Excerpted text:

================================

The gimmick in Zorro contro Maciste (aka Samson and the Slave Queen) of course makes zero sense. Zorro is a crime fighting super hero who hassles corrupt fat government officials usually named something along the lines of Don Diego way back in the pre-United States California of the 16th Century. He’s a sly devil who delights in carving the letter “Z” all over the countryside, including the occasional ass of some unsuspecting evil doer. He is also a snazzy dresser, favoring an all black ensemble including hat, mask, and cape.
Maciste hails from an earlier era. An era when men weren’t measured by their prissy fencing skills, but by ancient standards known as gluts, delts, quads, and lats! If you couldn’t dead lift seven thousand tons, chuck temple pillars two miles, and snap the neck of a cyclops, you may just as well get back in the kitchen with the rest of the women.
And because of the need to be perpetually greased up and glistening so as to maintain that “just built up a sweat by beating up a hoard of barbarians with chunks of mountain” look, no more clothing than a ratty jock strap was required!
Clearly, these two men are from different worlds with different sensibilities. How could they ever co-mingle?
Well, if you’ve got both Zorro and Maciste in a movie, don’t you want to just get right into the sword vs. sandal aspect of things? Who’s got time for some lame brained backstory?

================================

Dataset extract:
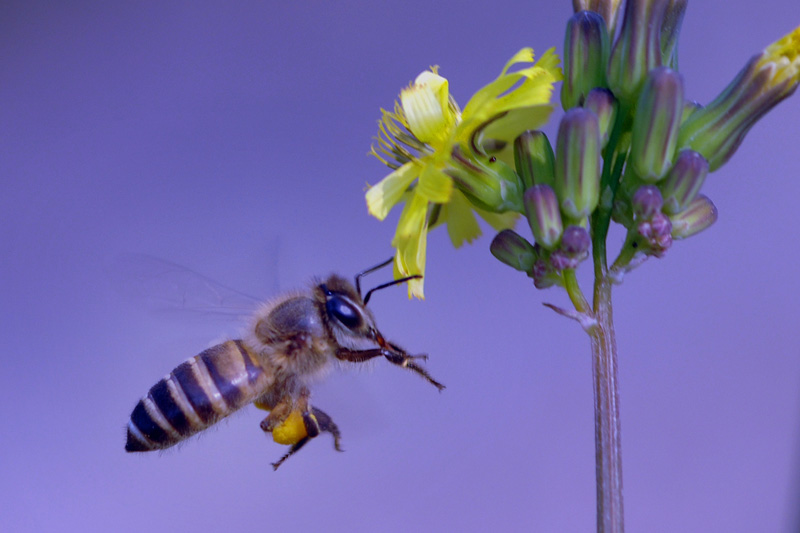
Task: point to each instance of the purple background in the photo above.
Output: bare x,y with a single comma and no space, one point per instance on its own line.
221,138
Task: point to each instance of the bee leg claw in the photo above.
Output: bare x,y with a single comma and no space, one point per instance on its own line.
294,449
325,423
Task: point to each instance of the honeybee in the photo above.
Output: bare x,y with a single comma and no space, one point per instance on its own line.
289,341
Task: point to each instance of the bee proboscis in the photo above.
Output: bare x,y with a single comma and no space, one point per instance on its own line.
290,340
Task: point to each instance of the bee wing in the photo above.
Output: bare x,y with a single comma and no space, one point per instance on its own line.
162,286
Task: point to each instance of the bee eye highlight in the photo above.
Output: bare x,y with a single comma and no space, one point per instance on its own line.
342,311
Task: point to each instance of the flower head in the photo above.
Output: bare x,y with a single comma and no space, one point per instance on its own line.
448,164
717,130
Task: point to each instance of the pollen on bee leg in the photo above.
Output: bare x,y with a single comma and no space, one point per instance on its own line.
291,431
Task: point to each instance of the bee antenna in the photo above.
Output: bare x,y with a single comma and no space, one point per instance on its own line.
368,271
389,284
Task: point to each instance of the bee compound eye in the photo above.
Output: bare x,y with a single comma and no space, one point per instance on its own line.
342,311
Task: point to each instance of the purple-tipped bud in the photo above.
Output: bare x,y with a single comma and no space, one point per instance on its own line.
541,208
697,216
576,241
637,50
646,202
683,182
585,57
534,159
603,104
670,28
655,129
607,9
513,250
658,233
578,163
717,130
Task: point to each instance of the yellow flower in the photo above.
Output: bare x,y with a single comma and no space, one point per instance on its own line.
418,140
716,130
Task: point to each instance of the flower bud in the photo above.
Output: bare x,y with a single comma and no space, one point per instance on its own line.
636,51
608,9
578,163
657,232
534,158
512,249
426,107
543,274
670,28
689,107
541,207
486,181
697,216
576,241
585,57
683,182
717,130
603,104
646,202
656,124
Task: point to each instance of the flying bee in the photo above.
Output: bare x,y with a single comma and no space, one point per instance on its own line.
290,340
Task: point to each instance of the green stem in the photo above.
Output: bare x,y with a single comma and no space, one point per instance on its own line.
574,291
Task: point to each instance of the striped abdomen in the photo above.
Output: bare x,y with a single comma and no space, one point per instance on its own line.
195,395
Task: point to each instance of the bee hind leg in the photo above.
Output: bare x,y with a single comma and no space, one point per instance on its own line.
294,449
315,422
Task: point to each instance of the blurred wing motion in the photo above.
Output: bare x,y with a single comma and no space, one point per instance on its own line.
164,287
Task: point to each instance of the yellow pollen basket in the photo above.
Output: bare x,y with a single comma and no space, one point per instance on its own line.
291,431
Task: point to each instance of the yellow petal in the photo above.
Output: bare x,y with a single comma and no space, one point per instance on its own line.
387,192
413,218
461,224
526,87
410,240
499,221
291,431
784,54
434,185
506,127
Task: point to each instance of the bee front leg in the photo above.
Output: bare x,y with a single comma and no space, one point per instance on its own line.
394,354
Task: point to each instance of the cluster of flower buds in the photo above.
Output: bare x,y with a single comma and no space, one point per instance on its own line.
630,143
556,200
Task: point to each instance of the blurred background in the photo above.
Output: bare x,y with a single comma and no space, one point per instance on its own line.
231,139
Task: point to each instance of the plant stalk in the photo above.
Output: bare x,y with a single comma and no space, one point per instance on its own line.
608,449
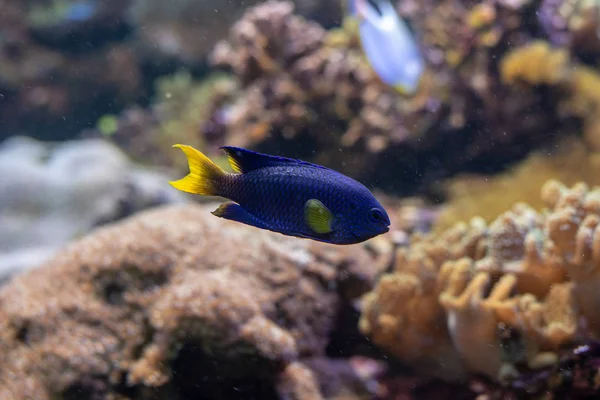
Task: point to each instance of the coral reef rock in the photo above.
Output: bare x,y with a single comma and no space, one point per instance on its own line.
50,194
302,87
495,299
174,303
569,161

================================

Problems to solve:
a. In the piece on Zorro contro Maciste, what other title is the film also known by?
b. Return the passage of the piece on Zorro contro Maciste starting with "And because of" and going on through "strap was required!".
c. Resume the piece on Zorro contro Maciste from the point where it stops.

Responses:
a. Samson and the Slave Queen

b.
And because of the need to be perpetually greased up and glistening so as to maintain that “just built up a sweat by beating up a hoard of barbarians with chunks of mountain” look, no more clothing than a ratty jock strap was required!

c.
So it is that Maciste’s presence in Zorro’s world is briefly explained by a character commenting on how Maciste is from far away. Good enough! Besides, I’m pretty sure that Maciste would say explaining is for sissies when there’s a bunch of iron bars that could be getting bent instead of standing around jawing.
It’s easy to understand why us Maciste fans might be worried about how well our hero fares when he hangs out with Zorro. Zorro is certainly flashier, has a great name, and the story takes place on his home turf. Maciste could end up looking like a big dumb lug, standing around awkwardly while Spanish guys with swords dart here and there shouting confusing words like “adios” and “pinata”.
In a world of normal-sized people with micro-sized missions (Maciste stealing the king’s will? Why don’t you just send Delta Force in to bust up a loud party for crying out loud!) is Maciste even still relevant?
By the god-like guns of Alan Steel, you can damn sure bet your best bottle of bronzer that Maciste is not only still relevant, but also has never been in finer form! For those who don’t know Maciste and for those who have somehow shamefully forgotten him , Zorro Contro Maciste is the film that will send you into an uncontrolled roid rage of pleasure!
Rarely have I cheered a film at its very beginning, but there I was hooting and hollering like I was back at the Colosseum watching monotheists being fed to lions!
Try not to get freaking inspired when Maciste earns money by performing feats of strength so that a little girl could get cured of her illness! Sick little girl? Game over, Zorro. Game over.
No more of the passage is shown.